* [CONSIGNES]:
(a) Traduisez en anglais la phrase suivante de l'extrait fourni : « Le groupe Orpea soupçonne lui-même que des opérations menées avec la société luxembourgeoise auraient servi à détourner de l’argent. »
(b) D'après l'extrait fourni, par quel moyen les faits visés par la plainte pénale d'Orpea ont-ils été découverts, et pourquoi ce moyen a-t-il été mis en œuvre ? Répondez en une à trois phrases.
(c) Résumez l'extrait fourni en deux phrases.

* [EXTRAIT FOURNI]:
------------------------------------------------

Un scandale financier luxembourgeois menace Orpea

Orpea n’en a pas fini avec les affaires. Après les révélations du livre Les Fossoyeurs, du journaliste Victor Castanet, le leader mondial des maisons de retraite est menacé par un nouveau scandale, financier cette fois.

Depuis au moins treize ans, Orpea s’est appuyé, dans la plus grande discrétion, sur une société luxembourgeoise nommée Lipany. Laquelle a réalisé plusieurs opérations financières douteuses, et a récupéré, via sa quarantaine de filiales, 92 millions d’euros d’actifs dans quatre pays européens, dont la France. Il s’agit principalement de parts dans de nombreux Ehpad et cliniques gérés par Orpea.

Officiellement, cette société implantée dans un paradis fiscal est totalement indépendante d’Orpea. Elle appartient à Roberto Tribuno, un comptable et conseiller fiscal qui a été le patron d’Orpea en Italie.

Mais notre enquête montre que Lipany opérait en étroite coopération avec Orpea et son ancien directeur financier Sébastien Mesnard, devenu en décembre directeur des financements et de la comptabilité. Trois autres cadres et anciens cadres d’Orpea ont d’ailleurs occupé des fonctions ou effectué des missions pour des filiales de Lipany.



Notre enquête révèle aussi plusieurs opérations problématiques menées par des filiales de Lipany en lien avec Orpea. En Italie, deux structures ont été mises en cause dans des affaires d’évasion fiscale et de fraude aux financements publics. En France, Lipany a aidé Orpea à couvrir le versement d’une commission occulte de 700 000 euros à un intermédiaire, tandis que quatorze sociétés détenues par les deux groupes revendiquent dans leurs comptes officiels un avantage fiscal auquel elles n’ont pas droit.

Le groupe Orpea soupçonne lui-même que des opérations menées avec la société luxembourgeoise auraient servi à détourner de l’argent.

Interrogé en détail au sujet de Lipany le 29 avril, Orpea nous a répondu que « certains des faits » que nous lui avons soumis « sont effectivement susceptibles de poser question au regard de l’intérêt social du groupe », et ont fait l’objet d’une plainte pénale pour « abus de bien sociaux » adressée au procureur de Nanterre.

Des faits révélés par notre enquête sont inclus dans la plainte pénale déposée par Orpea.

Orpea a révélé ce dépôt de plainte le 2 mai, dans le communiqué annonçant la nomination de son nouveau directeur général, Laurent Guillot. Le groupe dit que les faits ont été découverts par les audits lancés fin janvier, après le départ de l’ancien patron Yves Le Masne à la suite du scandale provoqué par le livre Les Fossoyeurs.

------------------------------------------------

* [DONNÉES BRUTES]:

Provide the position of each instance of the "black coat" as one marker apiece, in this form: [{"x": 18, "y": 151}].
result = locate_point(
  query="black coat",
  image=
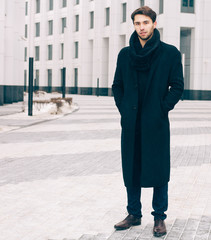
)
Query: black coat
[{"x": 163, "y": 90}]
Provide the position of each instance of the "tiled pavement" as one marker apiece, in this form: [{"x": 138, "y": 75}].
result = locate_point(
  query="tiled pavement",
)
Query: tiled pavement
[{"x": 60, "y": 177}]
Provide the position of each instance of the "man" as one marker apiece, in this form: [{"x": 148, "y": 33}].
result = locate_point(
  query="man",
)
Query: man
[{"x": 148, "y": 82}]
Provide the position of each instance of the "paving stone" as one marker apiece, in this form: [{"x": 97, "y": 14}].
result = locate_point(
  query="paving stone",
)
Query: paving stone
[
  {"x": 118, "y": 235},
  {"x": 87, "y": 237}
]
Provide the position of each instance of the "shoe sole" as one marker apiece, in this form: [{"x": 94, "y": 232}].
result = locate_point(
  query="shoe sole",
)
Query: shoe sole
[
  {"x": 159, "y": 234},
  {"x": 119, "y": 228}
]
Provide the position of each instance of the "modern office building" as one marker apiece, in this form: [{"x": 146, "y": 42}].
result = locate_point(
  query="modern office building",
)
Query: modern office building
[
  {"x": 85, "y": 36},
  {"x": 11, "y": 50}
]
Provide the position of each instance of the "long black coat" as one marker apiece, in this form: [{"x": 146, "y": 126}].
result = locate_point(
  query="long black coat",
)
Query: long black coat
[{"x": 164, "y": 89}]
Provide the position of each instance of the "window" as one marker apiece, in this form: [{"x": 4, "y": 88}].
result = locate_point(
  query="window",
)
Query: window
[
  {"x": 37, "y": 53},
  {"x": 76, "y": 23},
  {"x": 37, "y": 6},
  {"x": 49, "y": 80},
  {"x": 187, "y": 6},
  {"x": 160, "y": 6},
  {"x": 124, "y": 12},
  {"x": 26, "y": 8},
  {"x": 64, "y": 3},
  {"x": 76, "y": 77},
  {"x": 50, "y": 52},
  {"x": 50, "y": 27},
  {"x": 91, "y": 16},
  {"x": 142, "y": 3},
  {"x": 107, "y": 16},
  {"x": 76, "y": 49},
  {"x": 37, "y": 29},
  {"x": 63, "y": 24},
  {"x": 36, "y": 80},
  {"x": 25, "y": 79},
  {"x": 26, "y": 31},
  {"x": 62, "y": 51},
  {"x": 50, "y": 5},
  {"x": 25, "y": 54}
]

------------------------------------------------

* [RÉPONSES FOURNIES]:
(a) The Orpea group itself suspects that transactions carried out with the Luxembourg company may have been used to embezzle money.

(b) Selon le groupe, les faits ont été découverts grâce aux audits lancés fin janvier. Ces audits ont été engagés après le départ de l'ancien patron Yves Le Masne, survenu à la suite du scandale provoqué par le livre Les Fossoyeurs.

(c) Après le livre Les Fossoyeurs, Orpea est menacé par un scandale financier lié à Lipany, une société luxembourgeoise officiellement indépendante qui a récupéré 92 millions d’euros d’actifs, principalement des parts d’Ehpad et de cliniques gérés par Orpea, et qui opérait en étroite coopération avec le groupe. L’enquête révèle plusieurs opérations problématiques en Italie et en France, et Orpea a déposé auprès du procureur de Nanterre une plainte pénale pour abus de biens sociaux qui inclut des faits mis au jour par cette enquête.